◆ **Task statement**:
Take the data below and filter it for lines containing the word "front"; show each line found.
——————————
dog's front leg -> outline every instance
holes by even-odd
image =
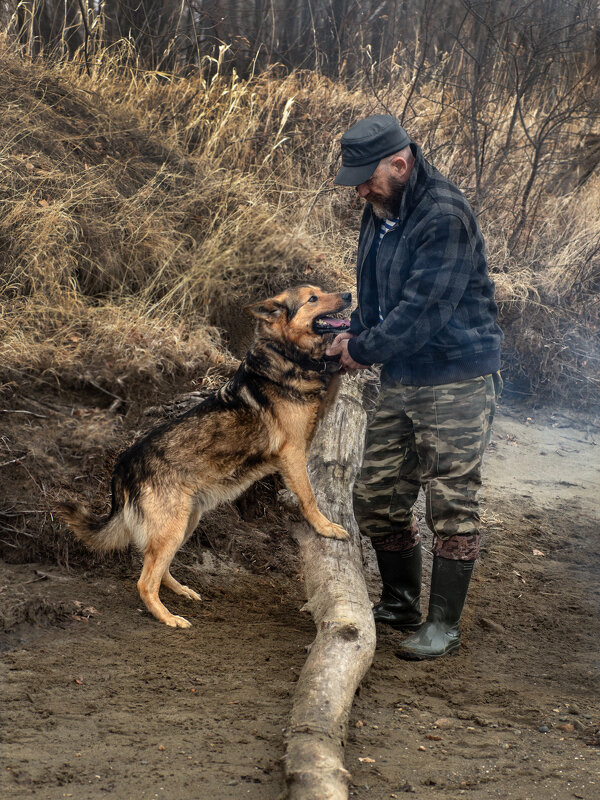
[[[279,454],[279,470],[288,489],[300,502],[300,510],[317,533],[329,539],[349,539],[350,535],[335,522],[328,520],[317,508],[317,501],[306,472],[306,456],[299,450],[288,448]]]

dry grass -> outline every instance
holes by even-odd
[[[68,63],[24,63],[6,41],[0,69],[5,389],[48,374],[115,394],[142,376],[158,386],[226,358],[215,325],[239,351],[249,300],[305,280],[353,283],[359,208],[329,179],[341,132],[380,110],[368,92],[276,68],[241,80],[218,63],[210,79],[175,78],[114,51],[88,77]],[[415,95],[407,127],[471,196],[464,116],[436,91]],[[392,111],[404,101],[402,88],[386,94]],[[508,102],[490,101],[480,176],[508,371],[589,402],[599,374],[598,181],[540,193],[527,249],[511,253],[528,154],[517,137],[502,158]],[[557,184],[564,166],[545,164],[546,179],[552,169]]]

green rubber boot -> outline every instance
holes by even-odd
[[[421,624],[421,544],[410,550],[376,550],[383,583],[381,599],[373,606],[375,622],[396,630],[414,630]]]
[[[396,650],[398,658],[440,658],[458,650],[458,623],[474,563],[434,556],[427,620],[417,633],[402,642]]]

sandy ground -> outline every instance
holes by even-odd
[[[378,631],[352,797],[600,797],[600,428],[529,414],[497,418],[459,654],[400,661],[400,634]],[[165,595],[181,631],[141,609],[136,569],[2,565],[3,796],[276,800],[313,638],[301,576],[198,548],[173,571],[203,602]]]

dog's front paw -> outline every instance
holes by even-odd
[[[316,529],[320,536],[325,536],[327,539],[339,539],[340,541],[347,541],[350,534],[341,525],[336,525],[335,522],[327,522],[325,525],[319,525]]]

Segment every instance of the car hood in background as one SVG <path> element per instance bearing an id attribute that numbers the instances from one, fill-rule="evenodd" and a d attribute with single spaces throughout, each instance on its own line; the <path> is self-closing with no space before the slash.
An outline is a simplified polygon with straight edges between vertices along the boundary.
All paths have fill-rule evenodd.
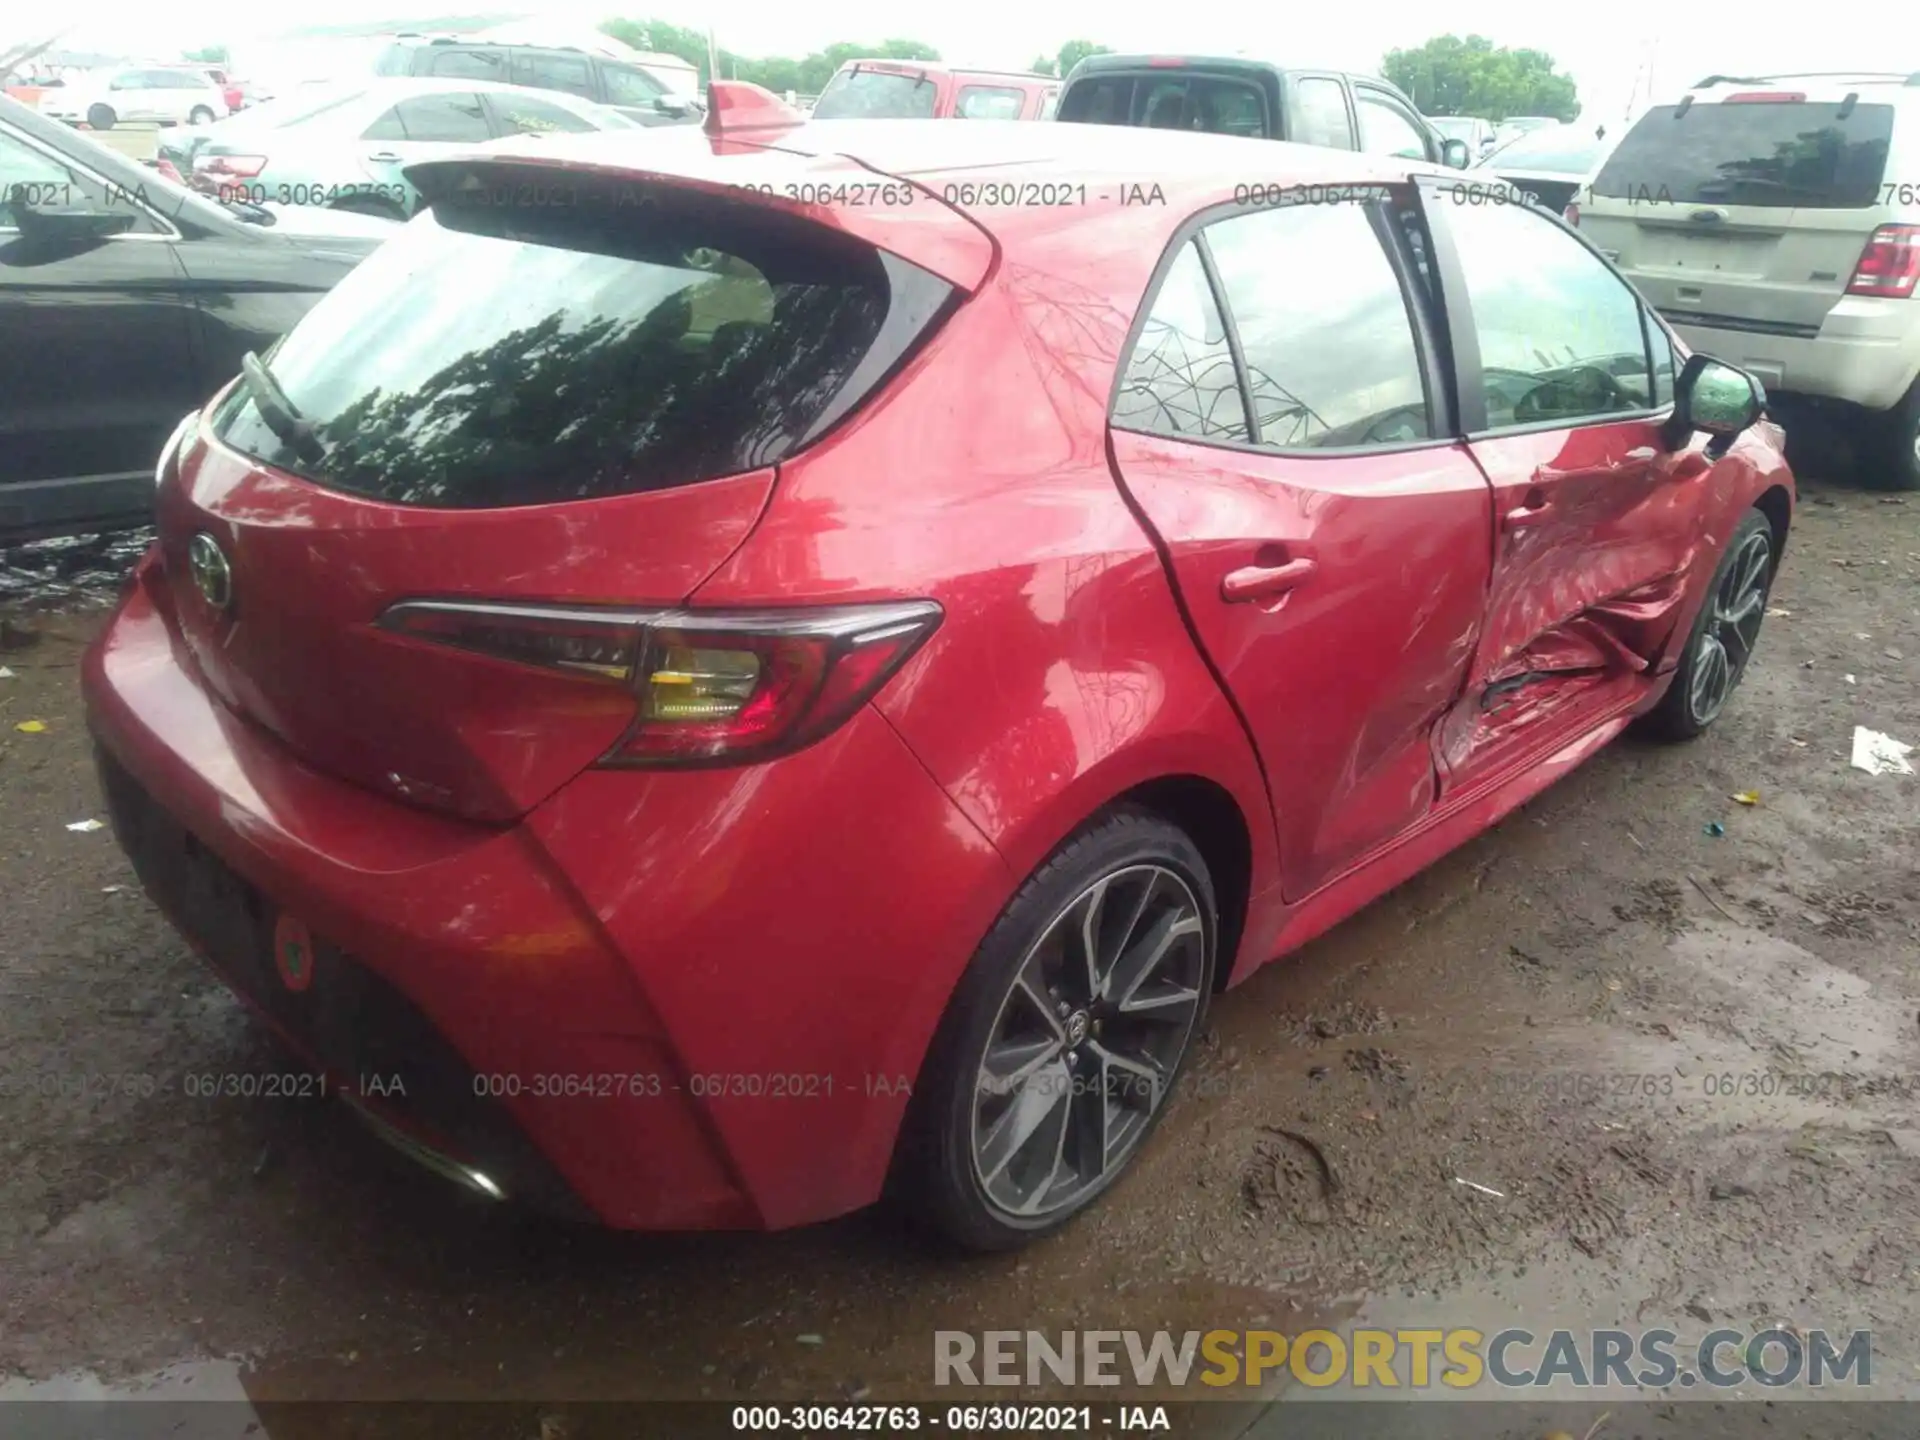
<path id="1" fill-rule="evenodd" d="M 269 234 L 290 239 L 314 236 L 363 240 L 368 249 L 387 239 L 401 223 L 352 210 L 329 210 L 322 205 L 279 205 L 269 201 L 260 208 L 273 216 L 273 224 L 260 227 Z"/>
——————————
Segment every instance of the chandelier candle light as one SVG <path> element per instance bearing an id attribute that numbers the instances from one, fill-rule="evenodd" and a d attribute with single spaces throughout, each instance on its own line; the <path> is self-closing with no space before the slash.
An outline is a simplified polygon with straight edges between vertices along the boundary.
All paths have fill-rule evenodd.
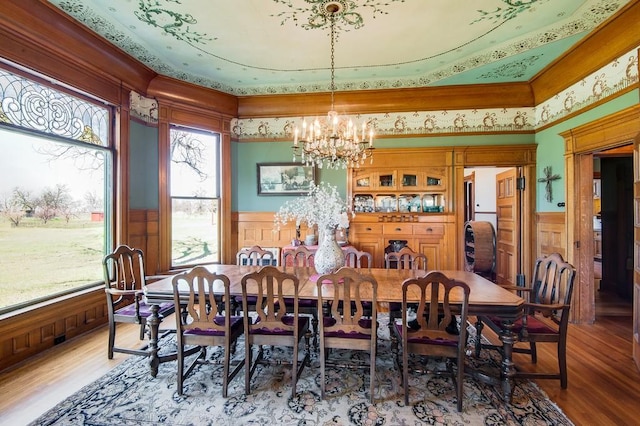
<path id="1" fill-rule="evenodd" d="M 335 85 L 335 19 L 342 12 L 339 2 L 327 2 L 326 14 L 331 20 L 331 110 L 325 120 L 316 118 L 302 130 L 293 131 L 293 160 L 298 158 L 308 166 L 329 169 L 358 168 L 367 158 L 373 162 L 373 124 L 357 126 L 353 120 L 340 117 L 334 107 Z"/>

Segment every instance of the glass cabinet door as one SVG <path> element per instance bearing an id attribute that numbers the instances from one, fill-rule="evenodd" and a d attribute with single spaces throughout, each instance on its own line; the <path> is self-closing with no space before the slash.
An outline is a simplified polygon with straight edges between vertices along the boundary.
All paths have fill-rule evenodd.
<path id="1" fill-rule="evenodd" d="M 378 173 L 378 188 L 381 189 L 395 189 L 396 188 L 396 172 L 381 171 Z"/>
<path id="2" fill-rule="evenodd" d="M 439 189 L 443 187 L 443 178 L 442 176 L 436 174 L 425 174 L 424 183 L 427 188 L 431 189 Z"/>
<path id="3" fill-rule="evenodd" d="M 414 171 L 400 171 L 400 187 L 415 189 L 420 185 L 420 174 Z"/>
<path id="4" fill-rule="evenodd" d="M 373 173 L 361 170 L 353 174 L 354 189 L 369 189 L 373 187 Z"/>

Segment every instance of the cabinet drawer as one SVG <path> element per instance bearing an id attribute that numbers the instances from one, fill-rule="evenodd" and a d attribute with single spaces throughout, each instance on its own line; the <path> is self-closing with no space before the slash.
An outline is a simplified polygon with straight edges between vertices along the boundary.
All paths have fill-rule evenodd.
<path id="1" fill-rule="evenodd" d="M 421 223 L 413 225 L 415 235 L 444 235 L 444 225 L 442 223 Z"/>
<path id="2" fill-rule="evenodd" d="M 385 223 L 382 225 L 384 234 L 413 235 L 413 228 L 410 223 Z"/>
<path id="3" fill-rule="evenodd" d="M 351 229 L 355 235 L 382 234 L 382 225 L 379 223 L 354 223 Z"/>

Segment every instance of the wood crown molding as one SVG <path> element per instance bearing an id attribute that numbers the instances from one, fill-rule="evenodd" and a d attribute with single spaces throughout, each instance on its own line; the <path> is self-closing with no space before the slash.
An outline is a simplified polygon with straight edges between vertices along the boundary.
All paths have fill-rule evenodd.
——————————
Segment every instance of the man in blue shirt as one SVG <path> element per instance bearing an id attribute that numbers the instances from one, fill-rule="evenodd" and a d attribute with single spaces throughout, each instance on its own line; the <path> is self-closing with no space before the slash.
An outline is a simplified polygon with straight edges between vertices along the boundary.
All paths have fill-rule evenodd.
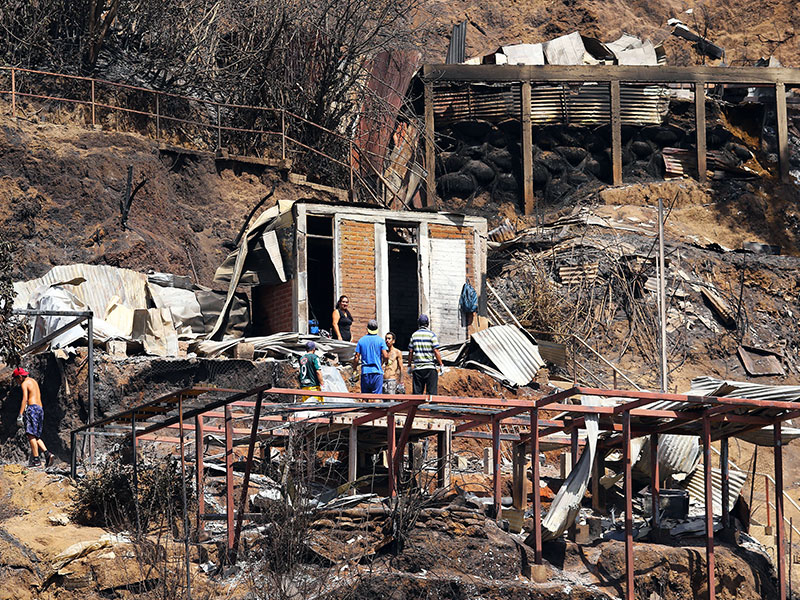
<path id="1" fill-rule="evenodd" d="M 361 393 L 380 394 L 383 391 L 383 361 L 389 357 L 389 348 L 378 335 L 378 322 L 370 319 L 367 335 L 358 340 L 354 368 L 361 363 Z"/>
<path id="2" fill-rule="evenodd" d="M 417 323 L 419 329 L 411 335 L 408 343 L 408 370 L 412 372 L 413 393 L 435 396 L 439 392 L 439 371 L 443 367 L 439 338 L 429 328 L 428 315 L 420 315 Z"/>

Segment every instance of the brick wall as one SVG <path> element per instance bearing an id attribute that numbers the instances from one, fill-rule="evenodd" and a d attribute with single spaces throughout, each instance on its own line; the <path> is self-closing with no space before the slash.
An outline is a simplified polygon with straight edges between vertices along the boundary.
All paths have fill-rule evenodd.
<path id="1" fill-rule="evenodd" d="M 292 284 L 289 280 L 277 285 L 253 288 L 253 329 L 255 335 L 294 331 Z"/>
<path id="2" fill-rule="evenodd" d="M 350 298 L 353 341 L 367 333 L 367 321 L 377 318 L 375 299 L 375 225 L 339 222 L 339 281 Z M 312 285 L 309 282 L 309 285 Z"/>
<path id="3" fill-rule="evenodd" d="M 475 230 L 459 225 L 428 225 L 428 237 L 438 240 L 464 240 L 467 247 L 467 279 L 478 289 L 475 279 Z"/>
——————————
◆ **Output for this exercise**:
dog's front leg -> outline every instance
dog's front paw -> outline every instance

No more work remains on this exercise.